**BRIEF**:
Once you reach the line containing "the shower head" in the data below, restate each line word for word up to and including the one containing "of the white".

=== RECORDS SHOWN ===

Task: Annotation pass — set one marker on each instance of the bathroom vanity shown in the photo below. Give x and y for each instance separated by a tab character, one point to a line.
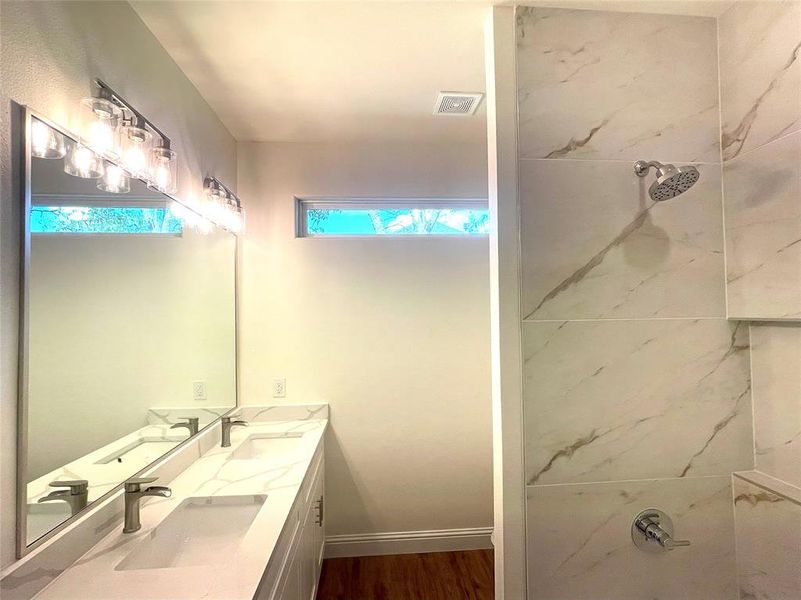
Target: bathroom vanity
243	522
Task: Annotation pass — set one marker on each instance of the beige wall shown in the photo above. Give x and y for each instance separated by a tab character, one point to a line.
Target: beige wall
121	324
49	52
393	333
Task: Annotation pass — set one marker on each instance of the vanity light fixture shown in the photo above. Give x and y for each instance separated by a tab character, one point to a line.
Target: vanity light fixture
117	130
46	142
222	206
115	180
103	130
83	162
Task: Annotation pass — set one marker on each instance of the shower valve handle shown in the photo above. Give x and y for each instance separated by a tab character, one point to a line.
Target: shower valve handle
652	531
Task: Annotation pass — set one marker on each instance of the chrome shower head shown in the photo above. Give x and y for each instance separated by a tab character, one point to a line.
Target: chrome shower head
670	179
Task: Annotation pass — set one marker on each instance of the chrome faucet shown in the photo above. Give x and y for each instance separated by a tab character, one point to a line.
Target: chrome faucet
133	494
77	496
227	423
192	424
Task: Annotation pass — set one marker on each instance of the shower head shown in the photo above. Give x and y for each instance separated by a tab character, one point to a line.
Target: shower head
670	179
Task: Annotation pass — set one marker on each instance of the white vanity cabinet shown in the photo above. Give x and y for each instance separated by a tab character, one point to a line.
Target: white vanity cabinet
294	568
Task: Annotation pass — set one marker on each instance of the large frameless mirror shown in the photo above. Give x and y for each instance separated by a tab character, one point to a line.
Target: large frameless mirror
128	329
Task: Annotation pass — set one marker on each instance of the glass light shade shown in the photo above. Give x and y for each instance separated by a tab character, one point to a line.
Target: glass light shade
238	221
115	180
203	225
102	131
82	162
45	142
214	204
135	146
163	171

===

**REPLY**:
Task: Annotation pass — set one marker on each instance of the shower head shown in the photo above. Give x and y for each instance separated by a tab character, one point to a line.
Target: shower head
670	179
Task: Annotation pass — set one marker on each instance of the white vanity cabinet shown in the photo above. Give x and y for each instance separated by a tab character, one point to a line.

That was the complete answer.